─── ENTRIES PROVIDED ───

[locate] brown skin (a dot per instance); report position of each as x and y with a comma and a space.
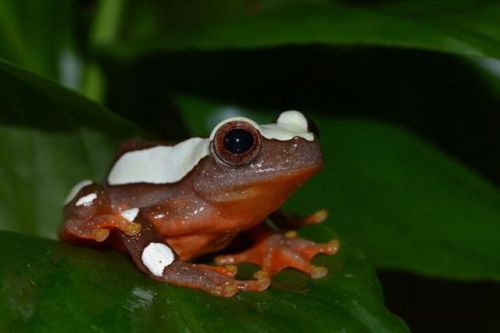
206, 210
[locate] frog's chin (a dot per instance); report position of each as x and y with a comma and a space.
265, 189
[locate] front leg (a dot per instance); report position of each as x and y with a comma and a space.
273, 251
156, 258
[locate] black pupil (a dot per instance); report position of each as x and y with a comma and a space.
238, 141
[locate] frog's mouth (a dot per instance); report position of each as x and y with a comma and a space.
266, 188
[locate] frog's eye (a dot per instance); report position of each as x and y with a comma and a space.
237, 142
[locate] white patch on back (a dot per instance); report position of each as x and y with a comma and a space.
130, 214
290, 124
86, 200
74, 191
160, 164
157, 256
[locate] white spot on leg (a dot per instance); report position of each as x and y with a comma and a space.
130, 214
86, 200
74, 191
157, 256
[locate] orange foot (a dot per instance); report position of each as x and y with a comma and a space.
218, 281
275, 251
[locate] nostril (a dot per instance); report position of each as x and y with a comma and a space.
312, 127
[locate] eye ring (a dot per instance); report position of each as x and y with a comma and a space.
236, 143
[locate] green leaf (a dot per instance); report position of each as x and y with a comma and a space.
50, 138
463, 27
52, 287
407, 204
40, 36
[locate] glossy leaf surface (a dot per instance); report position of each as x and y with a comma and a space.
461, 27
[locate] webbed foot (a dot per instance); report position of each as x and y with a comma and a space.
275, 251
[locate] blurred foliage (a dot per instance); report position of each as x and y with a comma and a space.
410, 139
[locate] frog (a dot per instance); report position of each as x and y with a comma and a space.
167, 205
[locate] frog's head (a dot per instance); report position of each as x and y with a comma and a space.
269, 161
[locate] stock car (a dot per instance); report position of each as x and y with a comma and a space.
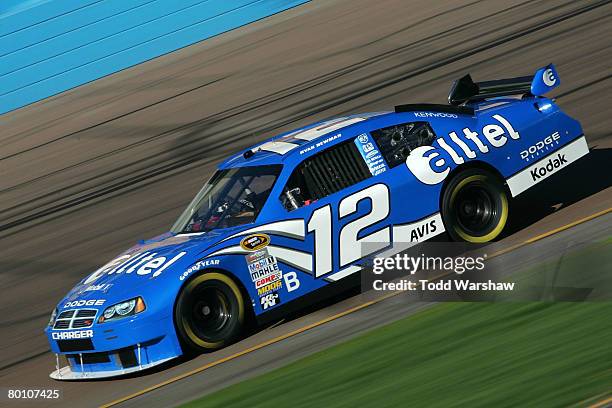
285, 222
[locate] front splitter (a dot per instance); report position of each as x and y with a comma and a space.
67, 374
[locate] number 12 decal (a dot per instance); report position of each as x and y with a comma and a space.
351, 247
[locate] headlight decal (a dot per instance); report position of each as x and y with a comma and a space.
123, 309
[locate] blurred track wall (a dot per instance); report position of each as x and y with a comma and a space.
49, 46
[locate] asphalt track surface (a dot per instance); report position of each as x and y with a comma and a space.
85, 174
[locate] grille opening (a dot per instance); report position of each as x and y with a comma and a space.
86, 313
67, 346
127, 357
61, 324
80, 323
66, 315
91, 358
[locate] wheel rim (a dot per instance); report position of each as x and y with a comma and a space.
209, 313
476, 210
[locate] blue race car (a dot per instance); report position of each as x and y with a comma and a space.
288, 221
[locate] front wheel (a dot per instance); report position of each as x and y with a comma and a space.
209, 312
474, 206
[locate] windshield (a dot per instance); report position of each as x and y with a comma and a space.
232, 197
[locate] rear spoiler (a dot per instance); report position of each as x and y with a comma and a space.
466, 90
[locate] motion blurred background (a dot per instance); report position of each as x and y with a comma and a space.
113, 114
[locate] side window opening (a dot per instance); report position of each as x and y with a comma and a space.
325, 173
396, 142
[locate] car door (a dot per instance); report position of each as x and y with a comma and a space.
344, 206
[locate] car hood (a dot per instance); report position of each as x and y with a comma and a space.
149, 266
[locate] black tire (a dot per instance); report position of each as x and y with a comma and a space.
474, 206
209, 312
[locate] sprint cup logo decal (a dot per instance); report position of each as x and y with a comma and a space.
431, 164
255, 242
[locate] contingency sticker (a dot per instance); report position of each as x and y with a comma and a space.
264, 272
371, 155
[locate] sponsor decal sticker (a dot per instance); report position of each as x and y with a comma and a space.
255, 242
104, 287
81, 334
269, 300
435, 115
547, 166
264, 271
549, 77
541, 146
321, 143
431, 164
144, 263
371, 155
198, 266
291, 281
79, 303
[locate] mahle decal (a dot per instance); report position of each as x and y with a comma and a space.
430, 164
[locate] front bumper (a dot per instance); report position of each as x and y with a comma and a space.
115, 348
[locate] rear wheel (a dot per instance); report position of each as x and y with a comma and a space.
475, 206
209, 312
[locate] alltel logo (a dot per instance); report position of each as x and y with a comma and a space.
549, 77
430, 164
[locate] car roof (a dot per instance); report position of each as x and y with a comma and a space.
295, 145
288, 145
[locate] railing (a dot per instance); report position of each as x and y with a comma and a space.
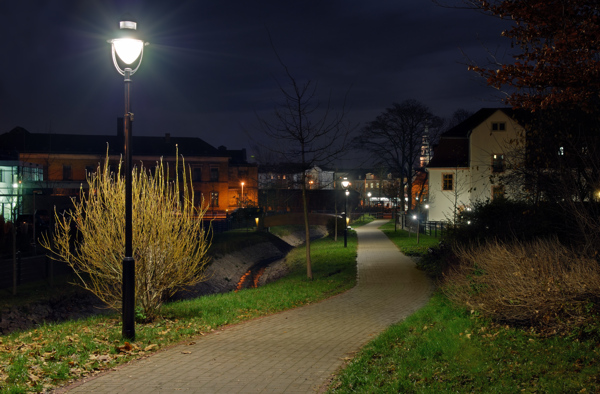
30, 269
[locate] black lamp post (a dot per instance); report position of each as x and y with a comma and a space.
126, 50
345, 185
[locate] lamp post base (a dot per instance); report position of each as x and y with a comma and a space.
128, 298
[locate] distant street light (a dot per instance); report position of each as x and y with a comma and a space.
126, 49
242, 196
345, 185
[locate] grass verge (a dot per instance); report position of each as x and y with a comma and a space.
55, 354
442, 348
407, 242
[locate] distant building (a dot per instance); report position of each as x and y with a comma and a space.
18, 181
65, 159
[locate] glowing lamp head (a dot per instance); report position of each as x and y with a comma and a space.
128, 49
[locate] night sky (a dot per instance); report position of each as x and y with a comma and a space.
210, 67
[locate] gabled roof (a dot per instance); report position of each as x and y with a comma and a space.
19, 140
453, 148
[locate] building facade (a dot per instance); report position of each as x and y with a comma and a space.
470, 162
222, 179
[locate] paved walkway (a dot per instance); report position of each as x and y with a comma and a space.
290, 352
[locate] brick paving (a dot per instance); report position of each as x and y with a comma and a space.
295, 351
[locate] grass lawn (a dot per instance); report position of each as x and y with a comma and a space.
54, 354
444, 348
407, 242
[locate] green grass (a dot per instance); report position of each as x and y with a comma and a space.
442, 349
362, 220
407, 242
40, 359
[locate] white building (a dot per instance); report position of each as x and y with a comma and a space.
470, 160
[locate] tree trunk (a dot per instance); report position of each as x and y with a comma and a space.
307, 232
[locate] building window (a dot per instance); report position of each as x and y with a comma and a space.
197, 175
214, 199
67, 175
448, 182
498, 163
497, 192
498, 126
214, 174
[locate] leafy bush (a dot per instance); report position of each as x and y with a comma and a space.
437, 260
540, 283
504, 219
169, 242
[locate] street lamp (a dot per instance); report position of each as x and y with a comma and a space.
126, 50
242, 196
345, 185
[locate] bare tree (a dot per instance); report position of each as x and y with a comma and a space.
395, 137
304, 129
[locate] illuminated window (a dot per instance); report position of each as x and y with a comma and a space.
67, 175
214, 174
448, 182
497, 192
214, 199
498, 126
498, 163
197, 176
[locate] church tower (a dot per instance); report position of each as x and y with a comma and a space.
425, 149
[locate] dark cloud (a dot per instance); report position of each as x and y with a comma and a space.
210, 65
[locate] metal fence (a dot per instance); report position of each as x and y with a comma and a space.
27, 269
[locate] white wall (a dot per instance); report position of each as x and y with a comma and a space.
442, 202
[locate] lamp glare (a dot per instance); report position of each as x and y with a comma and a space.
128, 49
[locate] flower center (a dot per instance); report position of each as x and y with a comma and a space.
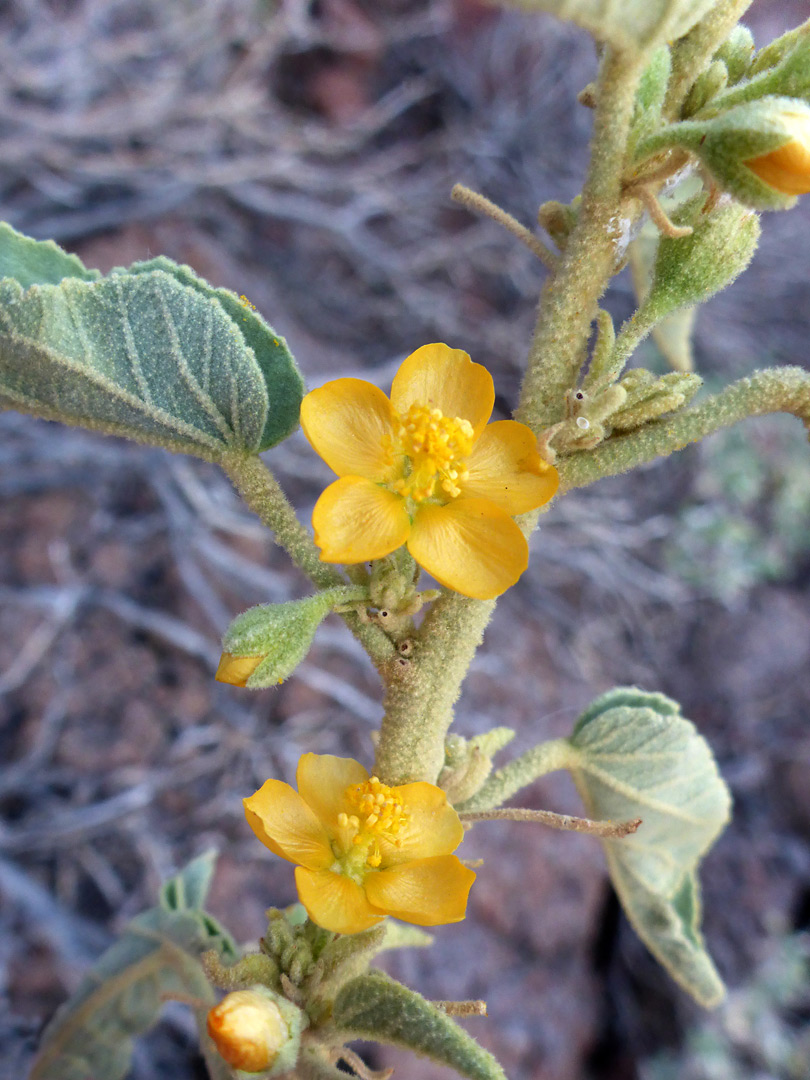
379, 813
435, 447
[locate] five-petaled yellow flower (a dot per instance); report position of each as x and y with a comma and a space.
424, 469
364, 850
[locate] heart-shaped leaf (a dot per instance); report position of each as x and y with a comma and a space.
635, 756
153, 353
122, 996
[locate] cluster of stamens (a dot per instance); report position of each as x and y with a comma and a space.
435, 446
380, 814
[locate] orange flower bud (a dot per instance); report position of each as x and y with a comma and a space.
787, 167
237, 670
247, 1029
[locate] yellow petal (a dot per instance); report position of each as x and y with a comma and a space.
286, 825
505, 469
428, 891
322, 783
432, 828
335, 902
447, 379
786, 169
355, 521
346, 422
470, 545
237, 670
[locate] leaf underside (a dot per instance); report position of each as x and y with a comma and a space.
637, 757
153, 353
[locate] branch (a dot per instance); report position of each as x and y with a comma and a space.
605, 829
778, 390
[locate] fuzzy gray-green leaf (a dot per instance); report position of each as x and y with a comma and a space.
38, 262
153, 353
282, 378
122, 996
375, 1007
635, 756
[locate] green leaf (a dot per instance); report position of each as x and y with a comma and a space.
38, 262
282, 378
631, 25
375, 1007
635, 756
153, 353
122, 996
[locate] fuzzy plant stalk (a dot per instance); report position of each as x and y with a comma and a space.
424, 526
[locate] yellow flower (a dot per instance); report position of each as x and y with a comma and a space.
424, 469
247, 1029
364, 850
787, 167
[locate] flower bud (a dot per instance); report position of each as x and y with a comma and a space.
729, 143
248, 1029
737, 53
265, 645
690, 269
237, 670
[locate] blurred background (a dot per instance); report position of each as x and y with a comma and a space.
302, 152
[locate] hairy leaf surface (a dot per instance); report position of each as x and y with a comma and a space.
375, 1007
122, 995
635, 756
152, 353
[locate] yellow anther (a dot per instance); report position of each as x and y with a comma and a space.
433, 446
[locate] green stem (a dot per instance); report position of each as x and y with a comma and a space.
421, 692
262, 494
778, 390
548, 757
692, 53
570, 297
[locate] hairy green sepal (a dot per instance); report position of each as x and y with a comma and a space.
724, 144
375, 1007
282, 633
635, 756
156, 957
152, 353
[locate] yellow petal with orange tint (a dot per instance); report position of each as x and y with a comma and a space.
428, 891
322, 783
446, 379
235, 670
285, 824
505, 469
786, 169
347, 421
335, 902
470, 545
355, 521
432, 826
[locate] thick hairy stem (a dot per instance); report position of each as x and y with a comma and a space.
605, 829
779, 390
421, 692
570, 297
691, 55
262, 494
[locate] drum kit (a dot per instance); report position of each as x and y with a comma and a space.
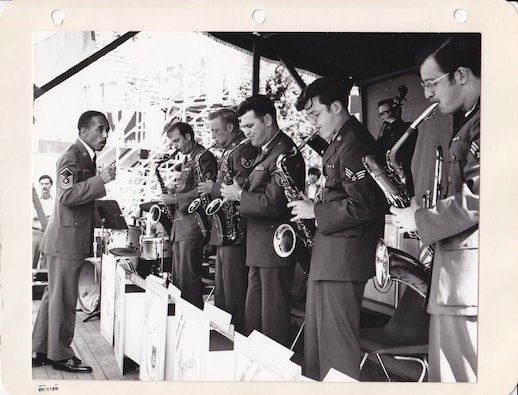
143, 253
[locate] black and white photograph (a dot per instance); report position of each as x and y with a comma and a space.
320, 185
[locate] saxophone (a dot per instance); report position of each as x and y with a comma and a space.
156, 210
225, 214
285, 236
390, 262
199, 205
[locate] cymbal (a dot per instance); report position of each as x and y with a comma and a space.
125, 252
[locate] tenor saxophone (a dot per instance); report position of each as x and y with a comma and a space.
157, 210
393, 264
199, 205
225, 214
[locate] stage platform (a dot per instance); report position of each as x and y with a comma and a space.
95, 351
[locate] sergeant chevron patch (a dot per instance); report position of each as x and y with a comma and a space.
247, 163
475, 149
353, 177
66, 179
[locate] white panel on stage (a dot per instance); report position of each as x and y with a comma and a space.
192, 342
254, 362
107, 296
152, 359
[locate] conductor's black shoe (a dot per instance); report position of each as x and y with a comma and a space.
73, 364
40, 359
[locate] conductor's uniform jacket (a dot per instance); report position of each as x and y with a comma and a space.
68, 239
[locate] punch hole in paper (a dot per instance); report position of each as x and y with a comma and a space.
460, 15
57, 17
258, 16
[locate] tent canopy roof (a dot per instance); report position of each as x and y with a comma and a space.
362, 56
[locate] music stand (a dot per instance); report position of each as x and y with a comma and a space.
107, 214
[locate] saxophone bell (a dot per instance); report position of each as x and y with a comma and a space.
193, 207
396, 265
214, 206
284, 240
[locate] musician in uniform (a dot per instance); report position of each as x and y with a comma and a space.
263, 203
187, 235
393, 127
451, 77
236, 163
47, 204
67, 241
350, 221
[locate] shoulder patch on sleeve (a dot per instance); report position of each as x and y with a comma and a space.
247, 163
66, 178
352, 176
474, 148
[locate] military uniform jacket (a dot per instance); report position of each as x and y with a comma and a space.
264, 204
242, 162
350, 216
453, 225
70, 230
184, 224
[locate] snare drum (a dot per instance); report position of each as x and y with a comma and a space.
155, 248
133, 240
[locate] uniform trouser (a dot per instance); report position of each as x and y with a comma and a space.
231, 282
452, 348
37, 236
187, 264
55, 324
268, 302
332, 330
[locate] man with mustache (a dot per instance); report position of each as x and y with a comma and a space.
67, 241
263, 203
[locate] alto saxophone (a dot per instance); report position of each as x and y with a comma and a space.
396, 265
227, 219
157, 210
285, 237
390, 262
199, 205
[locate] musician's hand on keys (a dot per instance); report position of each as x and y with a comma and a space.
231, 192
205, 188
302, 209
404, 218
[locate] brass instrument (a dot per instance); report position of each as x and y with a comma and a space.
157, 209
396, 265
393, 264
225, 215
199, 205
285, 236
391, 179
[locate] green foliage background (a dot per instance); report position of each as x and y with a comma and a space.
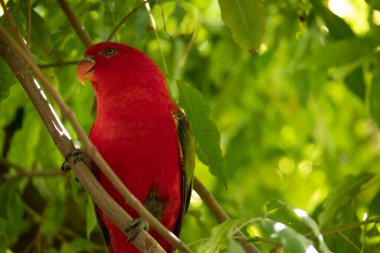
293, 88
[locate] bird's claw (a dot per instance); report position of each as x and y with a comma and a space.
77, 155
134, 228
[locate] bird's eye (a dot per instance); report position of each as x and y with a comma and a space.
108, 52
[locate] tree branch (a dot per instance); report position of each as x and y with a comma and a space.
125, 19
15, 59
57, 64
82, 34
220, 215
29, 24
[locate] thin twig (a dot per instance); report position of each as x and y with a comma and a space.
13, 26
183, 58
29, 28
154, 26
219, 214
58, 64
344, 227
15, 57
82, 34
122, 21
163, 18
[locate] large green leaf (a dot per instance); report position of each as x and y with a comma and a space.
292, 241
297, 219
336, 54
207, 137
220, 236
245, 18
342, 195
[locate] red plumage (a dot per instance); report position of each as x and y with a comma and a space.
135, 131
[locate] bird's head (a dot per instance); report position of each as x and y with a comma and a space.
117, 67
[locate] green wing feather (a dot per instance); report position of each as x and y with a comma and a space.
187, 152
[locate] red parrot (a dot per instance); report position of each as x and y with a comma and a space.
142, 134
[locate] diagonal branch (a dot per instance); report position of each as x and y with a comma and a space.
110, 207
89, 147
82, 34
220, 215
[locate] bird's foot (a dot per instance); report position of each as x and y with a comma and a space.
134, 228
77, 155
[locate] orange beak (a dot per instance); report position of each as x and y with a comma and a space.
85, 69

───

**PROBLEM TO SOLVE**
Make an exact copy of every line from the one with "[locate] green wing" to the end of the data, with the first and last of those lines included.

**OUTPUT OF THE EXERCISE**
[locate] green wing feather (a dot per instance); report position of each as x and y with a comma and a space.
187, 152
[locate] red parrot (a dot per instance); report position of each as x and y with a comma and a space.
142, 134
[locate] diagonal branch (a dot per instance); report position of each as x and y with a comma and a space.
110, 207
89, 147
82, 34
220, 215
[locate] bird's foot (a dot per instance); report position of each as x and y with a comma and a space.
134, 228
77, 155
[locate] orange beak (a dot per instance); report position of each as x and y with a comma and a space.
85, 69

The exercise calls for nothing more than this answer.